» Given information:
◇ ◇ ◇ ◇

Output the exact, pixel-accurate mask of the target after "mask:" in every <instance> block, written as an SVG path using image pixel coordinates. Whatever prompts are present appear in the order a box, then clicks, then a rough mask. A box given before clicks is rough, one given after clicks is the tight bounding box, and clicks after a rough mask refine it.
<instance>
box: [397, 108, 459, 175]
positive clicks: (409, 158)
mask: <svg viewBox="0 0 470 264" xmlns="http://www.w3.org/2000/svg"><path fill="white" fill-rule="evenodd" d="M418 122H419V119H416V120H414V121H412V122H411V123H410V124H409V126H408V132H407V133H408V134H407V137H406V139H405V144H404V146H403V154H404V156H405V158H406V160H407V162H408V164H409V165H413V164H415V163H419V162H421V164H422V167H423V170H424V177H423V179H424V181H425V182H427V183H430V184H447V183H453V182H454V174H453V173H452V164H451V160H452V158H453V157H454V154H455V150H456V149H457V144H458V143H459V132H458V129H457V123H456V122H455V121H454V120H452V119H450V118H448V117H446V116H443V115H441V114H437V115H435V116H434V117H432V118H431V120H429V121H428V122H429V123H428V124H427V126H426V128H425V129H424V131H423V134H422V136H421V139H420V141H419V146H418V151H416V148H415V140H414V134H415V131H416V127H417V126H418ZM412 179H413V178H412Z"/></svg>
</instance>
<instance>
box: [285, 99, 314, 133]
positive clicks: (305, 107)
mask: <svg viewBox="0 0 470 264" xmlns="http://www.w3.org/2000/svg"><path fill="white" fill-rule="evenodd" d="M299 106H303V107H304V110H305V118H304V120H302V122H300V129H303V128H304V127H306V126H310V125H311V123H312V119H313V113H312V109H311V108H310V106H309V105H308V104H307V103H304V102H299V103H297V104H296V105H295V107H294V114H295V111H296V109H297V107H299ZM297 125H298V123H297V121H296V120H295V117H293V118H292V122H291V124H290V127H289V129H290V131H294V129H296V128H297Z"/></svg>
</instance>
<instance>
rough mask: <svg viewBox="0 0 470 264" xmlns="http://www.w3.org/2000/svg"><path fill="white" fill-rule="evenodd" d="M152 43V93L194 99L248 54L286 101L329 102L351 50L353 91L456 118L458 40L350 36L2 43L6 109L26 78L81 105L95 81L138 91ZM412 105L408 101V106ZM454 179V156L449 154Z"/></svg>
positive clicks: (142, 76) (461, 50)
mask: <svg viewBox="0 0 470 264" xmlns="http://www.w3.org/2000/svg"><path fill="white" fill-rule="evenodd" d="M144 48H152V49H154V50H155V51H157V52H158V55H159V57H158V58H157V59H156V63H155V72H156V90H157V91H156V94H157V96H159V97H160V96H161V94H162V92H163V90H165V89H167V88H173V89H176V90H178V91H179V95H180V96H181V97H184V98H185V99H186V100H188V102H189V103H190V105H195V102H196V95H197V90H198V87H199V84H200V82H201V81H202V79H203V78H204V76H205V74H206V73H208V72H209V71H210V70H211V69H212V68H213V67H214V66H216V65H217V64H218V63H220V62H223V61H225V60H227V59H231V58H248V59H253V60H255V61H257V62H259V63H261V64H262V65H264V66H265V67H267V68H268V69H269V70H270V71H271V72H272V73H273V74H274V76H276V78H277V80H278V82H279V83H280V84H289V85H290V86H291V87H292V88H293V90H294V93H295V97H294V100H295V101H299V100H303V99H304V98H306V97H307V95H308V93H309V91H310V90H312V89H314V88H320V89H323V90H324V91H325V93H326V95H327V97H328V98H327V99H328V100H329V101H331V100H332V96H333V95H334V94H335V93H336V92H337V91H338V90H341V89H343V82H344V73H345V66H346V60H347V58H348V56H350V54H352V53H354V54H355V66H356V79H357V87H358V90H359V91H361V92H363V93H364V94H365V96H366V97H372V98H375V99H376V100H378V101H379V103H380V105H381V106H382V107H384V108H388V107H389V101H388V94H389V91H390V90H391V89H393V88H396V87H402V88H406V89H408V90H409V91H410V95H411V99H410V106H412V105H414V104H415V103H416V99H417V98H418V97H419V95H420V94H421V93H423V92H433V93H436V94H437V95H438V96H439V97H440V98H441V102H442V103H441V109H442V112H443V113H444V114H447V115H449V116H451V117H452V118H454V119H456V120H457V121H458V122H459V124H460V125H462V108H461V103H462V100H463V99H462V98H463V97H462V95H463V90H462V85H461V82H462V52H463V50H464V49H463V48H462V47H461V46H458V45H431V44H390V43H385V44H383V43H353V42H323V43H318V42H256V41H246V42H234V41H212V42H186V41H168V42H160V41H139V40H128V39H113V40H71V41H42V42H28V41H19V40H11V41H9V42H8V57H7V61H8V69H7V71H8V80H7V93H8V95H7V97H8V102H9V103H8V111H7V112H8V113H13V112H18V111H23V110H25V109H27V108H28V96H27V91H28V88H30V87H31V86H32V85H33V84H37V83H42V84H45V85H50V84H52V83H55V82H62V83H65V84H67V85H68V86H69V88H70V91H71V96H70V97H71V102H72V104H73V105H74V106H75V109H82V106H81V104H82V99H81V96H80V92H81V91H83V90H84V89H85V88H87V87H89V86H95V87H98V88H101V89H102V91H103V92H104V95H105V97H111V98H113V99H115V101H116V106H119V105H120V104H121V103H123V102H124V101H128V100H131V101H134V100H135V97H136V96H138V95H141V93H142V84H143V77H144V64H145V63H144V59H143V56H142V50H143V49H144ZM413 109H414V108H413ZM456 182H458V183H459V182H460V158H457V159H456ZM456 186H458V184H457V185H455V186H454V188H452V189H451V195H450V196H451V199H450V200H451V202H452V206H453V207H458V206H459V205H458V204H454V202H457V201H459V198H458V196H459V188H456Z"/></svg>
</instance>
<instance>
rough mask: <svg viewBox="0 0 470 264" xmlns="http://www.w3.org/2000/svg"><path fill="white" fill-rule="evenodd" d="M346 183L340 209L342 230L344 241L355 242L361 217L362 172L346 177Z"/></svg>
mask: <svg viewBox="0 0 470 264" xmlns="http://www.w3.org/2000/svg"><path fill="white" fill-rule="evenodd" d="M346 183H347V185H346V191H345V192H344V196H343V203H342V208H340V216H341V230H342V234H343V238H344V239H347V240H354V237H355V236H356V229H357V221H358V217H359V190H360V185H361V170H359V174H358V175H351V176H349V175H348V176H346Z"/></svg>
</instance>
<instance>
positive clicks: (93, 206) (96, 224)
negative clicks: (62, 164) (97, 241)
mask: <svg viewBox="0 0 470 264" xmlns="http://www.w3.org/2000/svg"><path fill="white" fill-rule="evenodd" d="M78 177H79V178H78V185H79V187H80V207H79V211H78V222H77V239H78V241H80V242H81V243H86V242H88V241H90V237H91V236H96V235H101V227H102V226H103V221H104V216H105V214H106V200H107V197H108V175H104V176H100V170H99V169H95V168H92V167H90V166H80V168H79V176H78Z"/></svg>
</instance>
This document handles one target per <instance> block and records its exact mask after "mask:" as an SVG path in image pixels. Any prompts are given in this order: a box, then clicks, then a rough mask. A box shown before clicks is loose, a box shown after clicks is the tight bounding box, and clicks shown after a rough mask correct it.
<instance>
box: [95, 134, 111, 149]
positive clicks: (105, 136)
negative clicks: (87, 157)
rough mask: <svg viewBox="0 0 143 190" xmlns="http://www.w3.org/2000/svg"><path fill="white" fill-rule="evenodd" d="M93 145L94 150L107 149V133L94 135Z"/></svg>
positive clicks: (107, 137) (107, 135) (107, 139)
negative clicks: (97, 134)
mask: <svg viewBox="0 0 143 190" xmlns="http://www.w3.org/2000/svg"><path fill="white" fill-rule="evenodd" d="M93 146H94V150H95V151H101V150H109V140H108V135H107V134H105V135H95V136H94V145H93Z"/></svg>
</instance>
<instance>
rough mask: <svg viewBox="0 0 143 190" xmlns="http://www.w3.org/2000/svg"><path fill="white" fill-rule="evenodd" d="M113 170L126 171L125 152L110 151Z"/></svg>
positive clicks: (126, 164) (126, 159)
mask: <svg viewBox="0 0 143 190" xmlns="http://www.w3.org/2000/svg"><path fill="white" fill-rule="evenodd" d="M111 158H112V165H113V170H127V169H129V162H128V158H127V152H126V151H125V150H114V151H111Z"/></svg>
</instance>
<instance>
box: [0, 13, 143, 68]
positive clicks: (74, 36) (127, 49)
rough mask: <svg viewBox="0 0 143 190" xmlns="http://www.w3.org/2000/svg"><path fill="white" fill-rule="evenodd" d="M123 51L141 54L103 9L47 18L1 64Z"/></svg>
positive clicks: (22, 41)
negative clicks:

◇ ◇ ◇ ◇

» Task requirements:
Your answer must consist only of the lines from the one with "negative clicks: (97, 134)" through the final line of the entries, each retyped exactly.

» Answer area:
negative clicks: (97, 134)
mask: <svg viewBox="0 0 143 190" xmlns="http://www.w3.org/2000/svg"><path fill="white" fill-rule="evenodd" d="M93 146H94V150H95V151H101V150H109V140H108V135H107V134H105V135H95V136H94V145H93Z"/></svg>
</instance>
<instance>
rough mask: <svg viewBox="0 0 143 190" xmlns="http://www.w3.org/2000/svg"><path fill="white" fill-rule="evenodd" d="M113 170L126 171L125 152L110 151Z"/></svg>
positive clicks: (126, 164) (126, 159)
mask: <svg viewBox="0 0 143 190" xmlns="http://www.w3.org/2000/svg"><path fill="white" fill-rule="evenodd" d="M111 158H112V165H113V170H127V169H129V162H128V158H127V152H126V151H125V150H114V151H111Z"/></svg>
</instance>
<instance>
box: [0, 13, 143, 68]
positive clicks: (74, 36) (127, 49)
rough mask: <svg viewBox="0 0 143 190" xmlns="http://www.w3.org/2000/svg"><path fill="white" fill-rule="evenodd" d="M123 51L141 54L103 9L47 18L1 64Z"/></svg>
positive clicks: (22, 41)
negative clicks:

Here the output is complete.